▶ [To be done]: Give back, unchanged, each line from the one containing "Where can the single-story" through the last line of the entries below.

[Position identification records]
## Start

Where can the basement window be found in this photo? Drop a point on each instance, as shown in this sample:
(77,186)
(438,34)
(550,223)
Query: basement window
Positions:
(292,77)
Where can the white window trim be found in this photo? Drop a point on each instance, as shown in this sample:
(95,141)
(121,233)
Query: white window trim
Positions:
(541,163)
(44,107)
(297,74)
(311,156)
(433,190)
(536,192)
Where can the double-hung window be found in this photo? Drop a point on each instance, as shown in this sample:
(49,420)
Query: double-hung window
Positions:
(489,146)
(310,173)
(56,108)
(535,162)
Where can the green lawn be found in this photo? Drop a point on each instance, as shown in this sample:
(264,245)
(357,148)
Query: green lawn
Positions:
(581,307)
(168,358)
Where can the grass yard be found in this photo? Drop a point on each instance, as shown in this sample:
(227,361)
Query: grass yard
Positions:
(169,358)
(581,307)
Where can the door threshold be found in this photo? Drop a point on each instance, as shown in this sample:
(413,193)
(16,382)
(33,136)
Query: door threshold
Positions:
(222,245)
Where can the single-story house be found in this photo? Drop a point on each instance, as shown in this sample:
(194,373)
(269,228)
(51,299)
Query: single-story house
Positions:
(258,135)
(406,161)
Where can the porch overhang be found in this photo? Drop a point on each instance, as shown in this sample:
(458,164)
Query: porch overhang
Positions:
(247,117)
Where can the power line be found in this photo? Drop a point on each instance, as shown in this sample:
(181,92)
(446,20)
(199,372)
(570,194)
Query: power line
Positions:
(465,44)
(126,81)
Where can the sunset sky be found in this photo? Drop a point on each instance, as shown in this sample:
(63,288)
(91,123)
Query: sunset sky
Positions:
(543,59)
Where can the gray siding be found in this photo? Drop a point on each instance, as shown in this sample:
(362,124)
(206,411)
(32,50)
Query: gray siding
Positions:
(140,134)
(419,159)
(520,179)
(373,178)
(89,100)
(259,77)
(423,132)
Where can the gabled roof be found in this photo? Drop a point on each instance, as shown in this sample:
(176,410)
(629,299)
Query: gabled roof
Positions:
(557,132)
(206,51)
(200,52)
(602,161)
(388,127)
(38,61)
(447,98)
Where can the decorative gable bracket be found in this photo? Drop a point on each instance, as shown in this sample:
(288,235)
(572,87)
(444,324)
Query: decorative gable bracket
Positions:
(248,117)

## End

▶ [Result for this task]:
Where can the single-story house be found in this photo? Drop a point on each instance, as shown in this sample:
(194,373)
(269,228)
(51,299)
Query: single-story house
Positions:
(258,135)
(406,161)
Where can the porch overhang be found in this photo? Drop a point on each instance, as shown in this sample:
(458,164)
Query: porch overhang
Positions:
(247,117)
Where can the power line be found in this photo? Drop a point on each instance, as shown in this sample:
(181,92)
(446,20)
(199,372)
(570,194)
Query: power line
Positions:
(465,44)
(126,81)
Where can the sunset sky be found in this photo? Drop a point on each instance, as shown in this sample:
(63,288)
(91,123)
Query: sunset sky
Positions:
(543,59)
Where can the gray siding be found in this photo? Drop a point on each instance, as shown in this sample:
(362,124)
(206,411)
(32,50)
Query: gray siding
Positions:
(140,134)
(419,159)
(520,179)
(373,178)
(89,100)
(259,77)
(423,132)
Where can the gabled roof be found in this photo? Drop a point on each instance, as shown in this sample:
(176,410)
(629,299)
Query: gabled roof
Positions:
(557,132)
(206,51)
(200,52)
(602,161)
(388,127)
(38,61)
(447,98)
Where can the decorative gable bracket be found in this photo? Drop a point on each instance, as shown in this sample:
(288,235)
(572,87)
(444,324)
Query: decorative gable bracket
Positions:
(248,117)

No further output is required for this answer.